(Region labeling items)
^^^^^^^^^^^^^^^^

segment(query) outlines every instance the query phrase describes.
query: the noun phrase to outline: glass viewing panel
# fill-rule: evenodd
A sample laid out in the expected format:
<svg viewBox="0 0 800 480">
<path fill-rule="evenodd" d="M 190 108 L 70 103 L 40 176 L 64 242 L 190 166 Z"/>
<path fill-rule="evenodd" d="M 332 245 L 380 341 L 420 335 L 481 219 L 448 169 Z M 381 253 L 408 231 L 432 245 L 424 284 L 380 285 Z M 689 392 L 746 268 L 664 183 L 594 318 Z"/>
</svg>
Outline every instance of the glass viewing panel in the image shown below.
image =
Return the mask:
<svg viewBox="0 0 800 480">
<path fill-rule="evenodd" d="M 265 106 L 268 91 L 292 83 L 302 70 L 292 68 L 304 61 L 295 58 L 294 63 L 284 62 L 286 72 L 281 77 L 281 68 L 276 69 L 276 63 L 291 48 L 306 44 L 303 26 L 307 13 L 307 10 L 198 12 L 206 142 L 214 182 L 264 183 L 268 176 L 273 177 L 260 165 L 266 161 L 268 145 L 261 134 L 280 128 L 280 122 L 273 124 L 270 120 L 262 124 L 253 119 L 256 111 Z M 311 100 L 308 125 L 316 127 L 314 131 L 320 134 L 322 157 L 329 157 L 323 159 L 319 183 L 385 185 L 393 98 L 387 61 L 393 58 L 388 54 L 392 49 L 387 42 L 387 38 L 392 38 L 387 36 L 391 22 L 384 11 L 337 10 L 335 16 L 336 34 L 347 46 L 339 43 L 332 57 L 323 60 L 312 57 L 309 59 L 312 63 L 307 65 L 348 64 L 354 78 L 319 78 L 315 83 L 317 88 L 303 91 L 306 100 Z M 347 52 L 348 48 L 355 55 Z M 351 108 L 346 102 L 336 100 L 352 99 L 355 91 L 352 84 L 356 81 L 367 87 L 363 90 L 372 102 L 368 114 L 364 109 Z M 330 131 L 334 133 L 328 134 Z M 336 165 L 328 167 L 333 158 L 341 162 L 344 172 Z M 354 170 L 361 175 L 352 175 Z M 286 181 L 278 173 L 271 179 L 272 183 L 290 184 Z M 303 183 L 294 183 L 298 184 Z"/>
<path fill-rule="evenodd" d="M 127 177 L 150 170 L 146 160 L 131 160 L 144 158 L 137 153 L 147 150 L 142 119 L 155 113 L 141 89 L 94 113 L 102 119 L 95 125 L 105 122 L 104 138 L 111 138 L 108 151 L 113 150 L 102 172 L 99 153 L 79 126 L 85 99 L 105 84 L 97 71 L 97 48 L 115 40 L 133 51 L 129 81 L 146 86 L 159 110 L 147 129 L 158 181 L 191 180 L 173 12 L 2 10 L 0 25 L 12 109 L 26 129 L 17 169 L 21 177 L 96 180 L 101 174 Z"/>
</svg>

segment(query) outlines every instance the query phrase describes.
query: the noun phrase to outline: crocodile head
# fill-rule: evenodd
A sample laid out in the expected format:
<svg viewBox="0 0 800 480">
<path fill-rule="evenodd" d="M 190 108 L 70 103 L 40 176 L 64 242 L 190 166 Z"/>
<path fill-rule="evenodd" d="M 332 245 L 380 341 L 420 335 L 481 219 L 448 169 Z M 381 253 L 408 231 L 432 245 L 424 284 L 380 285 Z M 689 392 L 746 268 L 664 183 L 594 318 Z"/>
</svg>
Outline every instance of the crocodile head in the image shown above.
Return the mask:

^^^^^^^^^^^^^^^^

DESCRIPTION OF THE TASK: Reproduce every line of the rows above without changing anything.

RESULT BELOW:
segment(query) outlines every instance the query phrase describes.
query: the noun phrase to outline: glass viewing panel
# fill-rule: evenodd
A sample laid out in the expected format:
<svg viewBox="0 0 800 480">
<path fill-rule="evenodd" d="M 190 108 L 70 103 L 40 176 L 64 242 L 190 166 Z"/>
<path fill-rule="evenodd" d="M 332 245 L 380 341 L 420 335 L 481 219 L 448 169 Z M 381 253 L 408 231 L 432 245 L 424 284 L 380 285 Z M 689 392 L 746 268 L 664 183 L 594 318 Z"/>
</svg>
Outline every instance of the glass viewing panel in the image shown below.
image =
Return the mask:
<svg viewBox="0 0 800 480">
<path fill-rule="evenodd" d="M 265 106 L 268 91 L 292 83 L 302 70 L 292 68 L 304 61 L 295 58 L 294 63 L 284 62 L 286 72 L 281 77 L 281 68 L 276 69 L 276 63 L 291 48 L 306 44 L 303 26 L 307 13 L 307 10 L 198 12 L 206 142 L 214 182 L 264 183 L 268 176 L 273 177 L 260 165 L 266 161 L 268 145 L 261 134 L 280 128 L 280 122 L 273 124 L 270 120 L 262 124 L 253 119 L 256 111 Z M 311 100 L 308 125 L 316 127 L 314 131 L 320 134 L 322 157 L 329 157 L 323 159 L 319 183 L 385 185 L 393 98 L 387 61 L 393 58 L 388 54 L 392 49 L 387 42 L 387 38 L 392 38 L 387 36 L 391 22 L 384 11 L 337 10 L 335 16 L 336 34 L 347 46 L 339 43 L 332 57 L 323 60 L 312 57 L 309 59 L 312 63 L 307 65 L 348 64 L 354 78 L 319 78 L 315 83 L 317 88 L 303 91 L 306 100 Z M 347 52 L 348 48 L 355 55 Z M 351 108 L 346 102 L 336 100 L 352 99 L 355 91 L 352 84 L 356 81 L 367 87 L 363 90 L 372 102 L 368 114 L 364 109 Z M 330 131 L 334 133 L 328 134 Z M 336 165 L 328 167 L 333 158 L 341 162 L 344 172 Z M 354 170 L 361 175 L 352 175 Z M 286 181 L 278 173 L 271 179 L 272 183 L 290 184 Z M 303 183 L 294 183 L 298 184 Z"/>
<path fill-rule="evenodd" d="M 127 177 L 150 170 L 146 160 L 131 160 L 144 158 L 137 153 L 147 150 L 142 119 L 155 113 L 141 89 L 94 113 L 102 119 L 95 125 L 105 122 L 104 138 L 111 138 L 108 151 L 113 150 L 102 172 L 99 153 L 79 126 L 85 99 L 105 84 L 97 71 L 97 48 L 115 40 L 133 51 L 129 81 L 146 86 L 159 110 L 147 129 L 158 181 L 191 180 L 173 12 L 2 10 L 0 25 L 12 109 L 26 129 L 17 169 L 21 177 L 96 180 L 101 174 Z"/>
</svg>

segment(query) outlines every instance the query phrase describes.
query: the noun phrase to outline: crocodile head
# fill-rule: evenodd
A sample laid out in the expected format:
<svg viewBox="0 0 800 480">
<path fill-rule="evenodd" d="M 190 108 L 70 103 L 40 176 L 64 242 L 190 166 Z"/>
<path fill-rule="evenodd" d="M 332 245 L 380 341 L 420 335 L 481 219 L 448 169 Z M 381 253 L 408 231 L 432 245 L 424 284 L 380 285 Z M 689 392 L 746 268 L 664 183 L 594 318 Z"/>
</svg>
Outline every instance of the crocodile head in the image shown above.
Return the mask:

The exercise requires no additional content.